>>

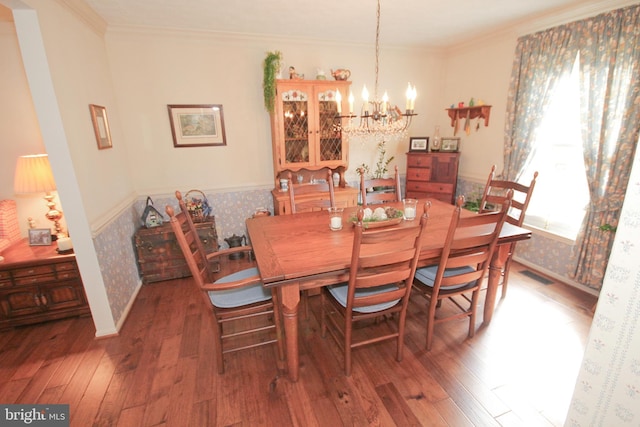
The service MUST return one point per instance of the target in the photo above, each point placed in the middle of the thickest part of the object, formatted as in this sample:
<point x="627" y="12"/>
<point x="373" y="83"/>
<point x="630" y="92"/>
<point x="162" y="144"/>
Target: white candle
<point x="410" y="213"/>
<point x="414" y="95"/>
<point x="351" y="103"/>
<point x="336" y="223"/>
<point x="365" y="99"/>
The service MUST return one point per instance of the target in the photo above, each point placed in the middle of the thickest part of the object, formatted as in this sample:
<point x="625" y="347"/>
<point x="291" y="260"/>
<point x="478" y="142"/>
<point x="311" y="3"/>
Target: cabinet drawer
<point x="429" y="187"/>
<point x="66" y="266"/>
<point x="418" y="174"/>
<point x="30" y="271"/>
<point x="34" y="280"/>
<point x="419" y="161"/>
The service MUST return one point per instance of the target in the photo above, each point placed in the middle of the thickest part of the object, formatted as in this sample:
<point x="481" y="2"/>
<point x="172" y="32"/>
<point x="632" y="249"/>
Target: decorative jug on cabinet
<point x="341" y="74"/>
<point x="235" y="241"/>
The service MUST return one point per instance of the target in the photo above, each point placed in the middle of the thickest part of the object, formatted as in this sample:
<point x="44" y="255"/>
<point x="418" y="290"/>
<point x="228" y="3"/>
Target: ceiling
<point x="432" y="23"/>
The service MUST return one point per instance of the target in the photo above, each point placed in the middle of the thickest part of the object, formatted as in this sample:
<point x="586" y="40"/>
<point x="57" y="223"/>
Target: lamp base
<point x="54" y="215"/>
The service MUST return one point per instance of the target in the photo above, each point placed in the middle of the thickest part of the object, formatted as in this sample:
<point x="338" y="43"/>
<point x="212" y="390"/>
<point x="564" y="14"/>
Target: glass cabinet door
<point x="329" y="127"/>
<point x="295" y="108"/>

<<

• **WHAT YOU NEED TO DO**
Produce the entries again, word for word, without any of their pictures.

• **ANSWER AREA**
The service MUST return one point per instance of the target in the photo above, each point placed in the middle of the thickest part of the object, formatted as in this sample:
<point x="627" y="12"/>
<point x="373" y="83"/>
<point x="630" y="92"/>
<point x="162" y="144"/>
Target: white candle
<point x="410" y="213"/>
<point x="414" y="95"/>
<point x="351" y="103"/>
<point x="336" y="223"/>
<point x="365" y="99"/>
The service MUST return one point per instance of the target in the photo above, each point placed in the middle of the thickest part of the object, formatted as in this sample:
<point x="625" y="347"/>
<point x="291" y="260"/>
<point x="478" y="142"/>
<point x="311" y="3"/>
Target: cabinet drawer
<point x="429" y="187"/>
<point x="66" y="266"/>
<point x="418" y="174"/>
<point x="30" y="271"/>
<point x="34" y="280"/>
<point x="419" y="161"/>
The service MUST return one point per instance of the target in the photo above, each point placed in the middle of the thickest part of the object, formatted as in this sample:
<point x="481" y="2"/>
<point x="172" y="32"/>
<point x="632" y="249"/>
Target: decorative jug on cabinet
<point x="341" y="74"/>
<point x="235" y="241"/>
The service MUST return one point per instance of the target in the photo above, each point placed in the middle of the thickest part of the object, formatted as in this sample:
<point x="44" y="255"/>
<point x="418" y="290"/>
<point x="228" y="3"/>
Target: ceiling
<point x="432" y="23"/>
The service MUST return one point per instance of the target in the photo above, each point placed in the middle of the thickest part of the object, formatted as in this sample:
<point x="586" y="40"/>
<point x="57" y="223"/>
Target: lamp base
<point x="54" y="215"/>
The service MUST return one point per instance of the target in the photo above, each point placed in the middle of the thickest part of the object, formatted as in this sample:
<point x="338" y="43"/>
<point x="212" y="390"/>
<point x="564" y="14"/>
Target: glass cabinet door
<point x="329" y="127"/>
<point x="295" y="108"/>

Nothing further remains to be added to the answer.